- _Provided entries_:
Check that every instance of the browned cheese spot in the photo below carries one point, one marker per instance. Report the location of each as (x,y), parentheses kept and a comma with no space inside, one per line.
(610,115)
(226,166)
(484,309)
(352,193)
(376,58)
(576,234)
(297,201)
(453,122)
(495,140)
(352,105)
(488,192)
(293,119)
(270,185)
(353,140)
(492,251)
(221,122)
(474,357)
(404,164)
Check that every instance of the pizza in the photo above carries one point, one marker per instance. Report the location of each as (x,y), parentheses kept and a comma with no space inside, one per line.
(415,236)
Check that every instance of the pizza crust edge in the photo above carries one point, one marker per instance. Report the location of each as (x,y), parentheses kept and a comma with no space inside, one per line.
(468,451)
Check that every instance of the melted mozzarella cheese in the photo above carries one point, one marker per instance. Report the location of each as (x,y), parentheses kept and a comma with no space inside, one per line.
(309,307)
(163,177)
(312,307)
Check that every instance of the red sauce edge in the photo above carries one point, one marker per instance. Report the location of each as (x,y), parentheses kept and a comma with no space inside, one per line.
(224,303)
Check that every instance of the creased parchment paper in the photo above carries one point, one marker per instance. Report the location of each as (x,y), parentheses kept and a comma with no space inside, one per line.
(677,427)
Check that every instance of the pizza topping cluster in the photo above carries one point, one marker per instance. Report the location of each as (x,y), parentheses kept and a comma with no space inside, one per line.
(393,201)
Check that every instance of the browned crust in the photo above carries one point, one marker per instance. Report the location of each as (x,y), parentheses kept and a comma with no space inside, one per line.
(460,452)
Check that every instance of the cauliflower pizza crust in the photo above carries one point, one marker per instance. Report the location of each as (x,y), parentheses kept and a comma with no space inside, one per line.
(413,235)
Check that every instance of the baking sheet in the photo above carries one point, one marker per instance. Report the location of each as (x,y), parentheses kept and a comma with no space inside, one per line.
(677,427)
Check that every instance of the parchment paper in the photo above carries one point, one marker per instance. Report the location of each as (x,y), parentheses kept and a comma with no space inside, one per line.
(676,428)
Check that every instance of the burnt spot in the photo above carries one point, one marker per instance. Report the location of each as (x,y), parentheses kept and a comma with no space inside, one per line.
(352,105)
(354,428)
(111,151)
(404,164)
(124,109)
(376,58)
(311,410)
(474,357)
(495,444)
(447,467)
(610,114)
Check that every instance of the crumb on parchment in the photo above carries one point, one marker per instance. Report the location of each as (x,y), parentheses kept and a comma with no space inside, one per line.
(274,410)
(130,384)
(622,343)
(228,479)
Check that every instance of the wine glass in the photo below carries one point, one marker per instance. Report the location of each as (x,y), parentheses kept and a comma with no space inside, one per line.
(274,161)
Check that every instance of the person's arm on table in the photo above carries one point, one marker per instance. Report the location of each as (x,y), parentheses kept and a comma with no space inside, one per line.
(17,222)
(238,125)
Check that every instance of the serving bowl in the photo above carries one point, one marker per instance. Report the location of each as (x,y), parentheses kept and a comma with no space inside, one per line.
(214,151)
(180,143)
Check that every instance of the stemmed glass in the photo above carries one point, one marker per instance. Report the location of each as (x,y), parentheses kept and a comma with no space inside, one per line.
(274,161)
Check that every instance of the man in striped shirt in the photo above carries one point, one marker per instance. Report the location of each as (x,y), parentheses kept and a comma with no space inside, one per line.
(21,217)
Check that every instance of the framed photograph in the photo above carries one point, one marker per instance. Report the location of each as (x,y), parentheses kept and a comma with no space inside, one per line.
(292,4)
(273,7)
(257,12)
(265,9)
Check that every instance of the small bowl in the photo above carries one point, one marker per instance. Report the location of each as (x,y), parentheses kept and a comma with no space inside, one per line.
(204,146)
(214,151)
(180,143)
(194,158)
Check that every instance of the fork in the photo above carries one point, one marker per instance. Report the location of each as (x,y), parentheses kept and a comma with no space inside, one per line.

- _What you will do_: Rewrite the whole listing, replacing each occurrence of "one marker per instance" with "a single marker for each one" and keeping everything else unchanged.

- _Answer to the task_:
Check that every instance of the browned cheese spot in the photo below carries one point, a single marker for each one. Report the location of each as (x,y), parentheses kept and a comma with no space inside, one per line.
(610,115)
(226,166)
(484,309)
(352,193)
(376,58)
(576,234)
(297,201)
(453,122)
(495,140)
(352,105)
(488,192)
(293,119)
(270,185)
(353,140)
(492,251)
(221,122)
(474,357)
(404,164)
Check that every instance of the pizza in the photo above carries one point, a single marker for each one. Report the location of each as (x,y), parentheses kept and a comma with no space inside, one per line.
(415,236)
Check that every instance of the pizza crust edge in the photo above carries one point, a single marker for each one. Report the location of each as (x,y), parentheses kept and a comma with no space inside, one per line.
(468,451)
Check that every instance of the melted mozzarella cheese in the photo above carries one point, a single marker for each one. Report the location of each as (x,y), parentheses kept and a comma with no space inside, one per line.
(309,307)
(163,177)
(312,307)
Check that every instance of the red sauce edge in the photo above carries one point, a single marker for each one. Report the location of each as (x,y), parentheses kept and a comma with no space inside, one per line.
(224,303)
Check that every instance of the creased parchment paper in the photo above carries one point, a single marker for each one. Report the location of each as (x,y), parentheses kept and a comma with no space inside, one per line.
(677,427)
Check that every instance of the pizza topping cluster in the photo above carries one point, a single marker for each one. Report the location of each as (x,y), parentheses kept and a comma with no space inside, one per line.
(393,201)
Check that every instance of the browned crust in the photo above carries one point, a single marker for each one. Report the location of each as (x,y), parentheses kept and a comma with no space inside, one per line.
(460,452)
Check that every instance of the cauliflower pizza crust in the photo above carries one point, a single marker for each one. Report the location of each as (x,y), parentheses kept and a comma with no space inside, one per line.
(413,235)
Check that every instance of the baking sheet in the photo above carries one point, a single marker for each one. Report the location of each as (x,y), parentheses kept and a comma with no space inside, one per line.
(677,427)
Check that every instance of the parchment paper in the photo above carries one point, a single marker for each one. Report the location of each as (x,y), parentheses kept and a comma with no space inside, one per line.
(676,428)
Check that every instance of the burnt spot in the photo above carries one point, a single marker for each one. Report the location of each as (x,y), parentheses kept and a comma with no space inside, one per line.
(352,105)
(354,428)
(111,151)
(404,164)
(124,109)
(376,58)
(311,410)
(474,357)
(495,444)
(447,467)
(610,114)
Check that every instance of the crumb on parchment in the photo above carries one point, a single marker for each one. Report the location of each as (x,y), parentheses kept and a comma with no space inside, one per line.
(274,410)
(130,384)
(622,343)
(228,479)
Check that every instance of the wine glass in the photo below carries one point, a single marker for each one. Report the location of each as (x,y), parentheses kept and a comma with no space inside, one per line.
(274,161)
Check that every instance of the person's arm on table in the photo above carries one point, a single marker for each one. Report the location of each as (x,y), parentheses kept and a comma with no space inside, one per line.
(17,222)
(238,125)
Check that every instance of the serving bowl in the photo above carries one point, a single marker for each one. Report the location of each as (x,y), parentheses kept and a comma with no space inside, one per line.
(214,151)
(180,143)
Check that every instance of the stemmed glass in the photo above carries one point, a single marker for each one. Report the location of each as (x,y), parentheses kept and a comma with no space inside, one per line.
(274,161)
Check that every instance of the man in striped shirt in the photo above carries one point, a single marker for each one. Report the location of each as (x,y), parentheses kept and a comma with no space inside, one per line.
(21,217)
Check that every instance of the framed photograph in the photo above carries one point, a single marker for each one. Report the location of each as (x,y), parentheses kept and a comma with no space inside, one per line.
(292,4)
(273,7)
(257,12)
(265,9)
Check that every instance of the small bowl in the photo above carries one point, a single marker for each one. Report the location of each as (x,y), parentheses kept and a comma with no space inside, one per line.
(204,146)
(214,151)
(180,143)
(194,158)
Check that every instance of the fork in the photo above carries one point, a single marker for each one. Report the location of each as (x,y), parentheses kept and a comma with no space inside, one per line.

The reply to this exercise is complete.